# SOURCE DOCUMENT:
[Begin]
Their work was sponsored by Ueberbit, Examiner.com, Commerce Guys, and Acquia’s D8 Module Acceleration Program. Many hours of volunteer work were contributed over and above the sponsored time. Thank you!

I spoke with Bojan Živanović and Janez Urevc about the module and the porting process. Bojan works for Commerce Guys as the development lead for Commerce 2.x. He has been working with Drupal since 2007 and has left his mark on Views, Views Bulk Operations, Inline Entity Form, and many Drupal Commerce contributed modules. Janez Urevc was one of the initial founders and leads of the Drupal 8 media initiative and is a senior engineer and team lead at Zürich-based MD Systems--themselves heavy contributors to Drupal 8.

What does the Inline Entity Form Module do? And why is that important?

Inline Entity Form (aka “IEF”) extends the functionality of entity reference fields in Drupal, to allow referenced entities to be created, edited, deleted on the fly. Changes to the referenced entities are only saved when the main form is saved.

Though the problem space sounded a little dry and abstract to me at first, understanding it also helped me understand why IEF is installed on roughly 68,000 Drupal sites. :-)

This is a solution to Drupal’s UX being “inside out” for some purposes. Doing things the “traditional Drupal way,” if a node needs to reference another entity or category, that needs to be created first. This can be frustrating, since it feels like one has to start from the end and work towards the beginning. IEF can reduce frustration by providing a more intuitive UX.

eCommerce listings are a good example. In shopping catalogs, it’s common for a Product (“My T-Shirt”) to have a set of varying Attributes (size and color in this case). Each combination of Product Attribute values is called a Product Variation (red/small, blue/small, green/medium, etc.). Each Product Variation has a price and a SKU (“Stock Keeping Unit”, a unique ID code).

Drupal Commerce 1.x followed the unintuitive “Drupal way” pattern: To make a t-shirt product listing with all available options, you had to an entity for each SKU (in our case: red/small, blue/small, green/medium, etc.) first before you could create the t-shirt catalog form. Once you had created all the necessary SKU’s, you could then reference those entities manually on the parent form. Bojan admits, “Naturally, people were not happy about using two different UIs to accomplish what was essentially a single operation.”

Now, using IEF, you can create, edit, and delete the relevant entities directly in the parent form (or even refer to existing ones if you already have them in your catalog). In our eCommerce example, I can create the main t-shirt form I need, add all of my SKU variations to it, and save it--all in the same UI.
[End]
# GIVEN DATA:
[Begin]
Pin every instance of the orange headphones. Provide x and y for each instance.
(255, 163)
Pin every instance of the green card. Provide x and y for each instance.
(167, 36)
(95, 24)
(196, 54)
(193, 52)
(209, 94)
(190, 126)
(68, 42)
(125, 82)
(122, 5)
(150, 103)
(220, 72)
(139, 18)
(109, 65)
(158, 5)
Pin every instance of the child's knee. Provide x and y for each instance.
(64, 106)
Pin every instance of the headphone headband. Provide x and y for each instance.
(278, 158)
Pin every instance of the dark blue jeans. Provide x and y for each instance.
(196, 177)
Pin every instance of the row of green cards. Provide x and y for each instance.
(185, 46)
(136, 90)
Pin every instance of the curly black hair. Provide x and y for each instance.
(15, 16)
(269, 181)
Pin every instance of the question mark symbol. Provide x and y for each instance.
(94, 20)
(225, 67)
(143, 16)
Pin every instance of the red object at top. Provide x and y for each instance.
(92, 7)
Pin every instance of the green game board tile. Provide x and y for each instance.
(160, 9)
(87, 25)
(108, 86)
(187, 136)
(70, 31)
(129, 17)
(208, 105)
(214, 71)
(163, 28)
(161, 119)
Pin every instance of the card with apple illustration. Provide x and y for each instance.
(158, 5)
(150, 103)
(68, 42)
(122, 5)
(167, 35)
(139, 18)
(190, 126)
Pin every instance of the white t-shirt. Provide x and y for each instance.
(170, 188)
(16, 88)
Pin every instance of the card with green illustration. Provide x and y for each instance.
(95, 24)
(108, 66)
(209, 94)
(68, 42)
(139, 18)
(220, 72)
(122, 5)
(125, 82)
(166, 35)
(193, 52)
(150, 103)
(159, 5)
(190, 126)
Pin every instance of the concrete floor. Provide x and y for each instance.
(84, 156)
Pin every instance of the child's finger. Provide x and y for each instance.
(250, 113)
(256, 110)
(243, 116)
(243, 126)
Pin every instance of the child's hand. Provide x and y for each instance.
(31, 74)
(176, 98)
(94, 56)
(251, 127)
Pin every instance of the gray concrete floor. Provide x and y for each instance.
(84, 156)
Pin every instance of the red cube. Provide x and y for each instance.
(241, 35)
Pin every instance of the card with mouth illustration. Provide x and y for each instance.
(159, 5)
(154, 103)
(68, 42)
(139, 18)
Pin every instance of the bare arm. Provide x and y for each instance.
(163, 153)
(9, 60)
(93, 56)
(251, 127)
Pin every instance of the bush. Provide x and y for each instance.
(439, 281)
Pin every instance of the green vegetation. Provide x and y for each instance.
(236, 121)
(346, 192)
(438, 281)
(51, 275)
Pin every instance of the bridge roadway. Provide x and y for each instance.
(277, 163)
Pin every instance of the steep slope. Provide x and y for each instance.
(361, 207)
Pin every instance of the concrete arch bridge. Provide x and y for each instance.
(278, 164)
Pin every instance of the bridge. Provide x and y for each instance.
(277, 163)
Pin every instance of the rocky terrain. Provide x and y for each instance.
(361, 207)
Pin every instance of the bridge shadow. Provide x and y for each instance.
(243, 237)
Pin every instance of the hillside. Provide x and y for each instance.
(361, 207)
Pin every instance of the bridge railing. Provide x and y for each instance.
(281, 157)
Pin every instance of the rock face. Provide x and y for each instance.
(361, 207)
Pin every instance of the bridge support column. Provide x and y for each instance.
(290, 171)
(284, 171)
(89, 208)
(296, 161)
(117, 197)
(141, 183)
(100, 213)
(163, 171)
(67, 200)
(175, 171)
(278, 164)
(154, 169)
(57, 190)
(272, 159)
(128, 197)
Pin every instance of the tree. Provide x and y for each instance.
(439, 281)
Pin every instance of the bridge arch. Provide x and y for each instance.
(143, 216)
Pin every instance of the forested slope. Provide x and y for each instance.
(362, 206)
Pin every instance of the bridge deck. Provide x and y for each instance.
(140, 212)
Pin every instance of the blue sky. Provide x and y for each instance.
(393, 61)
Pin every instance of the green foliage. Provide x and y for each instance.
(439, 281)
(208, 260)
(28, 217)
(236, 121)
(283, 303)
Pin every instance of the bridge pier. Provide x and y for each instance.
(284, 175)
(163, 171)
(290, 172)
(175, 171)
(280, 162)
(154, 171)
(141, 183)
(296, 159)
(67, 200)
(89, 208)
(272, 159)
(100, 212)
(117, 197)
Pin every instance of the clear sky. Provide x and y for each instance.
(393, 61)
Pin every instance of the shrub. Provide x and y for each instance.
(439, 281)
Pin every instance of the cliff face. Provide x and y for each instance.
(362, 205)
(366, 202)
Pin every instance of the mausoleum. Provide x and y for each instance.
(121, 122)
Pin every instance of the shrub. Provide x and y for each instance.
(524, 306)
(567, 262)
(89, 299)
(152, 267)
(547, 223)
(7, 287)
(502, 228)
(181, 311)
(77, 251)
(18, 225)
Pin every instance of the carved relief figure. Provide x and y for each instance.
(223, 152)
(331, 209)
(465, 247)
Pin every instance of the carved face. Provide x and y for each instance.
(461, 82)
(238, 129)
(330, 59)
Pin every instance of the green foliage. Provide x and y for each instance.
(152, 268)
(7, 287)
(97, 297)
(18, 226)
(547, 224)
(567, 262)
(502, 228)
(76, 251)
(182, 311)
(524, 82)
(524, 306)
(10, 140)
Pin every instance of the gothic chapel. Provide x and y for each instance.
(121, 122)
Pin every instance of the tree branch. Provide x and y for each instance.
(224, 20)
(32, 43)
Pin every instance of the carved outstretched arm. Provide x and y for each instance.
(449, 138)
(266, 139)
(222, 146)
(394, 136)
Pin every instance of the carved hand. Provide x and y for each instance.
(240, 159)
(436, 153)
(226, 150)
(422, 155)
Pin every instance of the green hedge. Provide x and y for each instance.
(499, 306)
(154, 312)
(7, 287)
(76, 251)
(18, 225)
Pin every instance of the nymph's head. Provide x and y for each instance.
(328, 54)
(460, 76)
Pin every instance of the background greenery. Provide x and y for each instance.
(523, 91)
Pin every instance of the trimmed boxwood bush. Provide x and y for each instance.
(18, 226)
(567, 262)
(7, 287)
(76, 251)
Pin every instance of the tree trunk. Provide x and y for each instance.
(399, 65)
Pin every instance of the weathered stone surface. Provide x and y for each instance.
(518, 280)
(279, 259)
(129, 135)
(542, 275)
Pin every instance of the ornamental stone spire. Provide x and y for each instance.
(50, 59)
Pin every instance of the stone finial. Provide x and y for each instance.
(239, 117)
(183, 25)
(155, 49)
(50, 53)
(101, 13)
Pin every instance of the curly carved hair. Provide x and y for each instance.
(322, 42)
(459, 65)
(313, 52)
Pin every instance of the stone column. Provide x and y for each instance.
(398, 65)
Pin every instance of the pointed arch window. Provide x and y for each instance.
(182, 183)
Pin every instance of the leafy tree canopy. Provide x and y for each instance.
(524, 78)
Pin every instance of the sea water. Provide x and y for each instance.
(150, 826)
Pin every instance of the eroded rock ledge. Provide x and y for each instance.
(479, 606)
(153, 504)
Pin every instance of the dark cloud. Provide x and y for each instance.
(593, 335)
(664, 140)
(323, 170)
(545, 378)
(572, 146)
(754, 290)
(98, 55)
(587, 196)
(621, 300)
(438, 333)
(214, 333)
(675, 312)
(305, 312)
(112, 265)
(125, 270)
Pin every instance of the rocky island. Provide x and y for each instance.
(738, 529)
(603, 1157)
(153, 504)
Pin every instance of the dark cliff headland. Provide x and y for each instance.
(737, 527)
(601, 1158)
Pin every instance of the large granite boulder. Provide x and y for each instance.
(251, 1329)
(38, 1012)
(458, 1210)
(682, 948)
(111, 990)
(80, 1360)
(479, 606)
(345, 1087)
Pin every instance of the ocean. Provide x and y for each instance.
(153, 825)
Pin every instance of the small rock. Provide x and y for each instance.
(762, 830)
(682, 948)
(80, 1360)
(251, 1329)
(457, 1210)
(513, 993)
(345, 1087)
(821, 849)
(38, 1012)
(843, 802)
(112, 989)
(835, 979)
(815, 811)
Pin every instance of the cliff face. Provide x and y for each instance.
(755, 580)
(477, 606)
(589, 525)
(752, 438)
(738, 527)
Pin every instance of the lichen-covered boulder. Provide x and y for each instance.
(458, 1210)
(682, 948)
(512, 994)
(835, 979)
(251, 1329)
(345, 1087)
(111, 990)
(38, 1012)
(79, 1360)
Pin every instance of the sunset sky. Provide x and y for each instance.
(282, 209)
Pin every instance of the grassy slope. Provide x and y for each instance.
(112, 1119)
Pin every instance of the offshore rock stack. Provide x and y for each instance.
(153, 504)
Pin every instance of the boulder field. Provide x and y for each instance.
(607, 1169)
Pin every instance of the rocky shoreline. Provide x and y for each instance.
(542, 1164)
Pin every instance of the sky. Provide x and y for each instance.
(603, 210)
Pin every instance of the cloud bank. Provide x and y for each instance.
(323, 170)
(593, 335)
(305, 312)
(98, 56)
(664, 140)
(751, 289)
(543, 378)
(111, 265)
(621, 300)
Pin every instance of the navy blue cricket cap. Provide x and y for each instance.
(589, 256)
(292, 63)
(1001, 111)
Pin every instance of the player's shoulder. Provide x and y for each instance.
[End]
# REQUIREMENT:
According to the text on the Inline Entity Form module, on roughly how many Drupal sites is the module installed? You won't need the records.

# EXERCISE SOLUTION:
Roughly 68,000